Dataset excerpts

- - - - - - -

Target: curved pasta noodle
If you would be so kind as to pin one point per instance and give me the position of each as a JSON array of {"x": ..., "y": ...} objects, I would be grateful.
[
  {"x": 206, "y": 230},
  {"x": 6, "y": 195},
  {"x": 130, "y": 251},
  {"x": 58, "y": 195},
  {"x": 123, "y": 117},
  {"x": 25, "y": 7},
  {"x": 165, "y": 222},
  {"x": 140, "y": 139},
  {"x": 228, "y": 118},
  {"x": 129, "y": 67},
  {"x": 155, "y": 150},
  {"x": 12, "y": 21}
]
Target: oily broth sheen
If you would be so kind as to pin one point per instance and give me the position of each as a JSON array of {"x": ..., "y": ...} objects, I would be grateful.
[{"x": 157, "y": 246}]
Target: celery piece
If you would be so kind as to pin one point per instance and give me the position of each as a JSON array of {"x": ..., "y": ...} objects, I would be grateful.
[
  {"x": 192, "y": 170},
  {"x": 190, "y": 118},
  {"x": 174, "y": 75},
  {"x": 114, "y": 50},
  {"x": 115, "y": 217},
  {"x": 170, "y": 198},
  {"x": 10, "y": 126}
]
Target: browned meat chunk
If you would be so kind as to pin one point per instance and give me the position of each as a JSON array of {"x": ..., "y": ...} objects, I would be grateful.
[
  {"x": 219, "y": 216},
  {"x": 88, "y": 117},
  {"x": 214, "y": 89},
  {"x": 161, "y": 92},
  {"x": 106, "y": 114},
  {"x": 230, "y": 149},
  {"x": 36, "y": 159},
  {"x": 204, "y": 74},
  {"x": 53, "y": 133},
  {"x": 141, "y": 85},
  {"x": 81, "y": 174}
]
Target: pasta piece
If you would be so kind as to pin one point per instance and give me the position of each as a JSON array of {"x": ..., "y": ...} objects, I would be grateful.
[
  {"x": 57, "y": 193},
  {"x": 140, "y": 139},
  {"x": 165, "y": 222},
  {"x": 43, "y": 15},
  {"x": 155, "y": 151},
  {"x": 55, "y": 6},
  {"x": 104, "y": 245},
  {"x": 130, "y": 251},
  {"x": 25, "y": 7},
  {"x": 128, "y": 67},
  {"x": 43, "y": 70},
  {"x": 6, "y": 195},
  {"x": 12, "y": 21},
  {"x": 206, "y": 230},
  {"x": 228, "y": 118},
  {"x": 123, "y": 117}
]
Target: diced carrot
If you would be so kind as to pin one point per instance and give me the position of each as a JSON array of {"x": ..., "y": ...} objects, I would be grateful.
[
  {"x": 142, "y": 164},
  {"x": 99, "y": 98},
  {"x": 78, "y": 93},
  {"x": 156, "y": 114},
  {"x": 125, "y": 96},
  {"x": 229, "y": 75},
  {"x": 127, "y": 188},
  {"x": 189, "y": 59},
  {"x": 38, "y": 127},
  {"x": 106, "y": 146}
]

- - - - - - -

_Work request_: Nothing but the lines from the one that contains "Target: browned meat chunk" through the end of the data above should appear, each reproduced exactly.

_Solution for this problem_:
Target: browned meat chunk
If you would be so kind as to pin one point per instance and give me the position of each as a JSON array of {"x": ..., "y": ...} objects, I would be grateful.
[
  {"x": 219, "y": 216},
  {"x": 88, "y": 117},
  {"x": 214, "y": 89},
  {"x": 161, "y": 92},
  {"x": 106, "y": 114},
  {"x": 230, "y": 149},
  {"x": 36, "y": 159},
  {"x": 204, "y": 74},
  {"x": 53, "y": 133},
  {"x": 141, "y": 85},
  {"x": 81, "y": 174}
]
Target: pasta piece
If you would be so kind as to pin one point per instance and give me the position of each as a JSON array of {"x": ..., "y": ...} objects, I would be grateful.
[
  {"x": 57, "y": 193},
  {"x": 140, "y": 139},
  {"x": 165, "y": 222},
  {"x": 43, "y": 15},
  {"x": 155, "y": 151},
  {"x": 55, "y": 6},
  {"x": 104, "y": 245},
  {"x": 130, "y": 251},
  {"x": 25, "y": 7},
  {"x": 128, "y": 67},
  {"x": 43, "y": 70},
  {"x": 6, "y": 195},
  {"x": 12, "y": 21},
  {"x": 206, "y": 230},
  {"x": 228, "y": 118},
  {"x": 123, "y": 117}
]
Target: diced carrot
If you would be so kind as to pin one point per instance and give me the position of each as a JSON array of {"x": ..., "y": ...} objects, I would be grateful.
[
  {"x": 142, "y": 164},
  {"x": 99, "y": 98},
  {"x": 78, "y": 93},
  {"x": 156, "y": 114},
  {"x": 125, "y": 96},
  {"x": 229, "y": 75},
  {"x": 127, "y": 188},
  {"x": 189, "y": 59},
  {"x": 38, "y": 127},
  {"x": 106, "y": 146}
]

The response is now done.